-- Begin SUPPLIED RECORDS --

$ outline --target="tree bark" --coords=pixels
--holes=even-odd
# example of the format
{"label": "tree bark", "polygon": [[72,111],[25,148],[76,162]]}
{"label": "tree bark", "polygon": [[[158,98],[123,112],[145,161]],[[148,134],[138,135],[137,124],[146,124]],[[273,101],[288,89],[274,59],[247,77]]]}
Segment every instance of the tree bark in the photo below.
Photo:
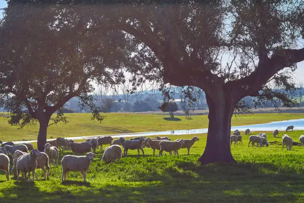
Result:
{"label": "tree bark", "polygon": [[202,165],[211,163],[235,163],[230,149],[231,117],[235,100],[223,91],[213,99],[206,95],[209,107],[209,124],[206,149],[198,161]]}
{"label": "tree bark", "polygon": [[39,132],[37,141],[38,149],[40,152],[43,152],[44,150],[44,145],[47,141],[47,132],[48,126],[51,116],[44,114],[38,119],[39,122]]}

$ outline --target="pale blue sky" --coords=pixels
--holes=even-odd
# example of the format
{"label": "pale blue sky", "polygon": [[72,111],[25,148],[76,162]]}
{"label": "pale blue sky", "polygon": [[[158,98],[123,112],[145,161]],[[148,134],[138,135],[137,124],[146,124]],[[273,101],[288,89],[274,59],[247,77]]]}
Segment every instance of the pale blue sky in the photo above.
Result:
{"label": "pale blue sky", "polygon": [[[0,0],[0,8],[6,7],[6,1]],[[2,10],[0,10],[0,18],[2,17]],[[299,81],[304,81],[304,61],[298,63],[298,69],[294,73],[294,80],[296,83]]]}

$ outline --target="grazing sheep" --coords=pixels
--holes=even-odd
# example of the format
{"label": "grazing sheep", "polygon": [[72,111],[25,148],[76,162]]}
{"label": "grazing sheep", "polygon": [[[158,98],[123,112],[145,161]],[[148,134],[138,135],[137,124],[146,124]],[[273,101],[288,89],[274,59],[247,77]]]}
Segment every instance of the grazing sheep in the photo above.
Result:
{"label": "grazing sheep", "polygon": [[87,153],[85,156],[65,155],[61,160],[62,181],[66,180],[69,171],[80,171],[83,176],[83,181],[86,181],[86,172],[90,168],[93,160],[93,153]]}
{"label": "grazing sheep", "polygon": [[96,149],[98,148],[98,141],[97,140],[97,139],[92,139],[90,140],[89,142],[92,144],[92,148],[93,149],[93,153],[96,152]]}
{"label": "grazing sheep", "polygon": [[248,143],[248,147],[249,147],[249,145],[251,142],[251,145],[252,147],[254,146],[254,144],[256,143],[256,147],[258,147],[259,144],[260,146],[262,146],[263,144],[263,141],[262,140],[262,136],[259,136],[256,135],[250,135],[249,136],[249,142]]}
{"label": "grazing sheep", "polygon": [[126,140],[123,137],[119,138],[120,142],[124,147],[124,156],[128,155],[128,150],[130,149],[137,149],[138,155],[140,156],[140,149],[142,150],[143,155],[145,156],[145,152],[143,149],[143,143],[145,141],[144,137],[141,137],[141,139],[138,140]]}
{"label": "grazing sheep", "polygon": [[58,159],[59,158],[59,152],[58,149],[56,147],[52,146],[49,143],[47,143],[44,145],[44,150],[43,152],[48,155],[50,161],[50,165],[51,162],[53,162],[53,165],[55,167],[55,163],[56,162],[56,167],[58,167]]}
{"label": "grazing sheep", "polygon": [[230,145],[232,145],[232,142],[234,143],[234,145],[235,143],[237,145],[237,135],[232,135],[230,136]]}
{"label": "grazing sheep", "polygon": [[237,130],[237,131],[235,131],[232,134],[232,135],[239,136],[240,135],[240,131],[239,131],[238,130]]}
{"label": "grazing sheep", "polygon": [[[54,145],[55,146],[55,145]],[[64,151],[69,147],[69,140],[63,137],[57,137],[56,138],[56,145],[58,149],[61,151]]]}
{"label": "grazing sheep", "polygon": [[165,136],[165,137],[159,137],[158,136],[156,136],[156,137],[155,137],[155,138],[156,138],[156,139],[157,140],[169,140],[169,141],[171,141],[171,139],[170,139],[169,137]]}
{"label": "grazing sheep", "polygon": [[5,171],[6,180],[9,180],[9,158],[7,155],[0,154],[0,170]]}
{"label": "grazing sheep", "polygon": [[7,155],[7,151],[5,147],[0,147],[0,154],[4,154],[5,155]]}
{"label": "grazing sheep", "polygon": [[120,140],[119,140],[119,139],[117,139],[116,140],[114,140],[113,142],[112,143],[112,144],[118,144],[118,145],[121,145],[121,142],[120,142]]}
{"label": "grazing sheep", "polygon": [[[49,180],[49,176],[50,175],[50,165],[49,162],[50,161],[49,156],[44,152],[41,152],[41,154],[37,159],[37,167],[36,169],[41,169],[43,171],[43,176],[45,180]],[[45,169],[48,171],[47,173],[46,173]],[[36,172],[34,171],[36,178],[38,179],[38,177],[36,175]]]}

-- End SUPPLIED RECORDS --

**PROBLEM TO SOLVE:** Show each line of the items above that contains the string "every". Case counts.

**OUTPUT:**
Segment every instance of the tree bark in the photo below.
Segment every instance of the pale blue sky in the photo above.
Segment every instance of the grazing sheep in the photo above.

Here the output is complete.